> _Consegne dell'esercizio_
#1 Riporti fedelmente, dal brano sull'istruzione arcaica, la parte che si apre con le parole contenenti "È urgente che" e si chiude con "ricchi fra loro.".
#2 Riscriva in forma più concisa il paragrafo del brano sull'istruzione arcaica che inizia con "Chi ha studiato il 1848", conservandone i fatti principali.
#3 Elenchi tutti i rimedi che, secondo il brano sull'istruzione arcaica, sono già stati dati al fanatismo politico e a quello religioso.

++++ Sezione di testo ++++

Istruzione arcaica.—Vi sono altre e più opportune misure a cui ricorrere.

E prima di tutto bisogna mutare la base della nostra istruzione classica, la quale nell’ammirazione della bellezza, ma più ancora della violenza senza un indirizzo pratico, ci mena direttamente alla ribellione, all’indisciplina, fa della violenza un ideale.

È soprattutto per difenderci dai rivoluzionari d’occasione, che, per essere spostati e mattoidi, come vedemmo, hanno in mira sempre le riforme reazionarie, ataviche, che dobbiamo spogliarci di quel triste retaggio degli avi, ch’è l’arcadia rettorica (v. s.).

Chi ha studiato il 1848, l’89 e le indoli di molti mattoidi avrà visto che una gran causa di ribellioni e di errori fatali nell’educazione arcaica è in contrasto ai bisogni positivi: noi nutriamo le menti di effluvio di fiori, e fiori ricchi, invece che di pane e di carne; e vogliamo averle robuste. Diventeremo estetici, non lo neghiamo—per quanto pure molto dubitandone—ma non adatti alla lotta per la vita moderna.

E bisogna, solo rimedio contro gli anarchici rei per occasione, miseria e contagio, o per passione, curare il malessere economico dei paesi che dà all’anarchia la vera base d’azione: curare, come direbbe il medico, alle radici la discrasia generale, donde nasce la malattia locale: e a questo bisogna provvedere d’urgenza.

Abbiamo ora un fanatismo economico, come una volta avevamo il fanatismo politico.

È urgente che diamo a questo fanatismo una valvola di sicurezza con rimedi economici, come abbiamo dato a quelli politici i rimedi della costituzione, del parlamentarismo, ecc., al religioso la libertà dei culti, ecc.

Tutti i pensatori, si può dire, dall’antichità fino ad oggi, hanno rilevato l’intimo nesso che lega la vita politica alla vita economica: e primo Aristotile che notava, come da una parte nelle democrazie faccia d’uopo impedire che si spoglino i ricchi, lasciando che questi spendano in rappresentazioni teatrali, ecc.: e come dall’altra, nelle oligarchie, occorra sollevare il benessere del popolo, dandogli sopratutto impieghi retribuiti e vendicando più le offese ai poveri, che quelle dei ricchi fra loro.

++++ Dati forniti ++++

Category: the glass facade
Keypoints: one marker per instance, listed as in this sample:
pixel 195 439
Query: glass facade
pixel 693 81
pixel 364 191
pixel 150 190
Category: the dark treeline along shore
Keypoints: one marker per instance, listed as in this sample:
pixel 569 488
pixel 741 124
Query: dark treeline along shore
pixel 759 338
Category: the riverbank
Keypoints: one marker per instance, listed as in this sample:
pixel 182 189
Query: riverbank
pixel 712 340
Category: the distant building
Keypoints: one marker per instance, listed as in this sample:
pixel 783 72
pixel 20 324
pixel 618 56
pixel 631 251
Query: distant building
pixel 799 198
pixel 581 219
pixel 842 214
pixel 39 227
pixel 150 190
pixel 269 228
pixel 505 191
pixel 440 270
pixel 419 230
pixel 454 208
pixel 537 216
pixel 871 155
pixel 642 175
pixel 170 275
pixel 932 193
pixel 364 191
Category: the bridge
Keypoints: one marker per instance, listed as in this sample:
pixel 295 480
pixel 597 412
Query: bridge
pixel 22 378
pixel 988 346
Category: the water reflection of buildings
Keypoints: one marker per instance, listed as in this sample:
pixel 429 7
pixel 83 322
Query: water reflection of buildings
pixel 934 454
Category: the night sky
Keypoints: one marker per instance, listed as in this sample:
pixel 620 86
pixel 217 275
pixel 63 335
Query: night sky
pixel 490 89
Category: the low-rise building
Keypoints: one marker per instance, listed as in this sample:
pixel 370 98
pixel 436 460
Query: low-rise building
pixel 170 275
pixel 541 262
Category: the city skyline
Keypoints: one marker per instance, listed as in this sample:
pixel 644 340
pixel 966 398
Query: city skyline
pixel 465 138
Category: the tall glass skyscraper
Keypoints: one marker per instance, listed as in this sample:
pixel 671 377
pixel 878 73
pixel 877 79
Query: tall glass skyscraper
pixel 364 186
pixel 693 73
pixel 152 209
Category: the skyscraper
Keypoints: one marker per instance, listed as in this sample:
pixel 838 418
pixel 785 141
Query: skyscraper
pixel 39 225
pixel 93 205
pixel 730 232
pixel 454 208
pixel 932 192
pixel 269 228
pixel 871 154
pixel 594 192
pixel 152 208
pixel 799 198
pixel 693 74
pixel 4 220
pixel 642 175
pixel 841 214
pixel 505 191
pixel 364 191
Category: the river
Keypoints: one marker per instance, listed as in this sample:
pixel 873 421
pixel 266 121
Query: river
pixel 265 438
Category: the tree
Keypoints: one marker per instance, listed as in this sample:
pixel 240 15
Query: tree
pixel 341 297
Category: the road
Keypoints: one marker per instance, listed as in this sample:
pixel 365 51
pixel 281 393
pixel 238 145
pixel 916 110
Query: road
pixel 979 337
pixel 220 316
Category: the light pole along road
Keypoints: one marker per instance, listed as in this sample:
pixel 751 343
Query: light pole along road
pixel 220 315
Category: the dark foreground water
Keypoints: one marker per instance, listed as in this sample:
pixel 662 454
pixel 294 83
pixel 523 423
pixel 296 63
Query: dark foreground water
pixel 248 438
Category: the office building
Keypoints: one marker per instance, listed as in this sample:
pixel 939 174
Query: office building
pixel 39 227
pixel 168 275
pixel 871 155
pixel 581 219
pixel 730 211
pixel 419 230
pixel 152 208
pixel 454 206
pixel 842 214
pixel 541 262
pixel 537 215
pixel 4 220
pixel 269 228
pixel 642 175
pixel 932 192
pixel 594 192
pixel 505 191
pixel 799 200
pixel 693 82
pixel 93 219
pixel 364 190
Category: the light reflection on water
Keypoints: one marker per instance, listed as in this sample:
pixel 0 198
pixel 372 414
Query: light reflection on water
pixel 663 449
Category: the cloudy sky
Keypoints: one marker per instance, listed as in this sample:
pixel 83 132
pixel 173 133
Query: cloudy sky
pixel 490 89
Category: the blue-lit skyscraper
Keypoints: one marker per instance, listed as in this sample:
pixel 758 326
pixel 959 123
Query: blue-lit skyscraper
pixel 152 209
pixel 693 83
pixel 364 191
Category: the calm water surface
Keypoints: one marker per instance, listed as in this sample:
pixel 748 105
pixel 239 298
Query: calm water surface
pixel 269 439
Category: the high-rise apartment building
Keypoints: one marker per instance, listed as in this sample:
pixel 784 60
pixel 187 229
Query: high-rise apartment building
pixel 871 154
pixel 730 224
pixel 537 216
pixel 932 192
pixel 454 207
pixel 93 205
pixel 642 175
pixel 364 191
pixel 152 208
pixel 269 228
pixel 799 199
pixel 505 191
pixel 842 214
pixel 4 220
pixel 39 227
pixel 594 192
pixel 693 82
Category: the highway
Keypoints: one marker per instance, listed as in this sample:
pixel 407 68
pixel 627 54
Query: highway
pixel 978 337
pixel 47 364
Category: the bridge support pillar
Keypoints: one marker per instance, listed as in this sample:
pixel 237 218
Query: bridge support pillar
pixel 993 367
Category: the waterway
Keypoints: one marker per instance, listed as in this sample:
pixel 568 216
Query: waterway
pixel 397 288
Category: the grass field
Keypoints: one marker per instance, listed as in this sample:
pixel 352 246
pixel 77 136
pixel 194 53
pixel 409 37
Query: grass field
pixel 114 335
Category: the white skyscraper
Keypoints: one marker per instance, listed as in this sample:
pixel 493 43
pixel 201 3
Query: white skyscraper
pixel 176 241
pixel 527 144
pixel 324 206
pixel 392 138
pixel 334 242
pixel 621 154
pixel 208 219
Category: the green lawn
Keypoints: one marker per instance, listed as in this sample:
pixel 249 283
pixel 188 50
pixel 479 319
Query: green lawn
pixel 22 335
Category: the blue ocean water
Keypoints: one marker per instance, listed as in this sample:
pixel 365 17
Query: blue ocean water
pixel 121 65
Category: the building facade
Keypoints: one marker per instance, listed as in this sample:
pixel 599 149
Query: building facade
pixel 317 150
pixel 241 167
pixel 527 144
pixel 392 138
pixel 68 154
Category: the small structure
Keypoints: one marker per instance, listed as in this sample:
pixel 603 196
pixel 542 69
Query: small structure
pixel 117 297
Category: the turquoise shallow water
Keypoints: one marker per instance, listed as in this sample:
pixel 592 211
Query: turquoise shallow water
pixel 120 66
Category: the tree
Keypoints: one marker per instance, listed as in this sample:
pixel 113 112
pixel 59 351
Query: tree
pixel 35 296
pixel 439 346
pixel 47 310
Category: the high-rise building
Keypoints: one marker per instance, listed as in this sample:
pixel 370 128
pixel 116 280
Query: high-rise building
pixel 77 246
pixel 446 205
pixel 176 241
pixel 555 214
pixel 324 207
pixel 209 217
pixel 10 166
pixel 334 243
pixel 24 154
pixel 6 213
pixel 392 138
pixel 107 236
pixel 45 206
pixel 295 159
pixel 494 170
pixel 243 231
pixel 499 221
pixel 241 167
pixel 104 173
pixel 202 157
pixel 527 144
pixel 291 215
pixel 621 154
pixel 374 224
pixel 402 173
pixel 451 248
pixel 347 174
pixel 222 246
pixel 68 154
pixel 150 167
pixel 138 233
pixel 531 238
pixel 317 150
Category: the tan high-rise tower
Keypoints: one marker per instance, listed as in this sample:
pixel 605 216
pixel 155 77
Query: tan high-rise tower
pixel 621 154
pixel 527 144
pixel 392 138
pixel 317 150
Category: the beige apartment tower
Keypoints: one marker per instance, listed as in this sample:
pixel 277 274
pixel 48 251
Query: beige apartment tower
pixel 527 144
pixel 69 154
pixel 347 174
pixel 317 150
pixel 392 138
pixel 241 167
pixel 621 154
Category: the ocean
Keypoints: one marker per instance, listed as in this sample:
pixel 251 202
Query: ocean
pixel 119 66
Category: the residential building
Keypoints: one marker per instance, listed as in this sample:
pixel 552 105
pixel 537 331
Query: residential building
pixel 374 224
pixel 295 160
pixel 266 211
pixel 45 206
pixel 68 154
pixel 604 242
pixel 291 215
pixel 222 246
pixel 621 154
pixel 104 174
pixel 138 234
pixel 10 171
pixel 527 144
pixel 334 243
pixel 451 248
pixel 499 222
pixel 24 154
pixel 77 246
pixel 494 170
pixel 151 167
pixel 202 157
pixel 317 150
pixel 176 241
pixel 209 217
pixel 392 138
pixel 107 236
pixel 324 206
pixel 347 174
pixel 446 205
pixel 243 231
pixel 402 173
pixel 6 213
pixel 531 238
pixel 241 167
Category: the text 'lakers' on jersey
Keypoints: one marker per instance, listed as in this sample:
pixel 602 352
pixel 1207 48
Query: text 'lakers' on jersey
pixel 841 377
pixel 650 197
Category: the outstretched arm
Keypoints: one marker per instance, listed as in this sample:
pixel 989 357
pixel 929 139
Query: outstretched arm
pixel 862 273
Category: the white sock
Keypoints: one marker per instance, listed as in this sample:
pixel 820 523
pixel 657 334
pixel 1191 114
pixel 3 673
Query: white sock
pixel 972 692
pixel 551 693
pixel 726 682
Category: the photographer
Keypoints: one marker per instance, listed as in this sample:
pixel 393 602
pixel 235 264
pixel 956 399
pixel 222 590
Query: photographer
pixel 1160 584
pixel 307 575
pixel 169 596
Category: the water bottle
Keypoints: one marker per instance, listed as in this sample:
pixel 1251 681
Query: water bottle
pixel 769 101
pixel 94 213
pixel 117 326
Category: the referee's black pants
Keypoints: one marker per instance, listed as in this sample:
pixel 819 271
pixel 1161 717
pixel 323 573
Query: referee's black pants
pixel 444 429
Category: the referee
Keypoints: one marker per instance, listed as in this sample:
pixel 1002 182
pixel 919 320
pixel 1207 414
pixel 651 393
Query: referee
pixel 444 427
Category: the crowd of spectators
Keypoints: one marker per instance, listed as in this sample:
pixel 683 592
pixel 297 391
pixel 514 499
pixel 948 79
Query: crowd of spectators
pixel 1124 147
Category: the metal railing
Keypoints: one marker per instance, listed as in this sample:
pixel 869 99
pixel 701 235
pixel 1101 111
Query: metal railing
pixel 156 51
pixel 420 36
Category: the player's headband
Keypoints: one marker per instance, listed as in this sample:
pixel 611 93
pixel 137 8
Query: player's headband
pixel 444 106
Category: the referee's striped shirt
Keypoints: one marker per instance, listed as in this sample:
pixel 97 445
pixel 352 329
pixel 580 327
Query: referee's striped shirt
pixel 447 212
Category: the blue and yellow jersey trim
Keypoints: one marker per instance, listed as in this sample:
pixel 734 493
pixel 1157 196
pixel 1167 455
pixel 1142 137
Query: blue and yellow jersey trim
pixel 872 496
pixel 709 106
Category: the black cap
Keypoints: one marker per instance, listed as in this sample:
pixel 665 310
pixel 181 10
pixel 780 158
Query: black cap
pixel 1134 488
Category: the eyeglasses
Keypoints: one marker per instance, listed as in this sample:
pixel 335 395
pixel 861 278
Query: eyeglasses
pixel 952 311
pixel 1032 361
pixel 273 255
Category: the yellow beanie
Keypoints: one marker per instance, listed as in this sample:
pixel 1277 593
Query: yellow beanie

++++

> _Soluzioni dell'esercizio_
#1
È urgente che diamo a questo fanatismo una valvola di sicurezza con rimedi economici, come abbiamo dato a quelli politici i rimedi della costituzione, del parlamentarismo, ecc., al religioso la libertà dei culti, ecc.

Tutti i pensatori, si può dire, dall’antichità fino ad oggi, hanno rilevato l’intimo nesso che lega la vita politica alla vita economica: e primo Aristotile che notava, come da una parte nelle democrazie faccia d’uopo impedire che si spoglino i ricchi, lasciando che questi spendano in rappresentazioni teatrali, ecc.: e come dall’altra, nelle oligarchie, occorra sollevare il benessere del popolo, dandogli sopratutto impieghi retribuiti e vendicando più le offese ai poveri, che quelle dei ricchi fra loro.

#2 Chi ha studiato il 1848, l'89 e l'indole di molti mattoidi avrà visto che l'educazione arcaica, in contrasto con i bisogni positivi, è una gran causa di ribellioni e di errori fatali. Nutre le menti di "effluvio di fiori" invece che di pane e carne, pretendendo di renderle robuste. Ci renderà forse estetici, benché l'autore ne dubiti molto, ma non adatti alla lotta per la vita moderna.

#3
- Costituzione (fanatismo politico)
- Parlamentarismo (fanatismo politico)
- Libertà dei culti (fanatismo religioso)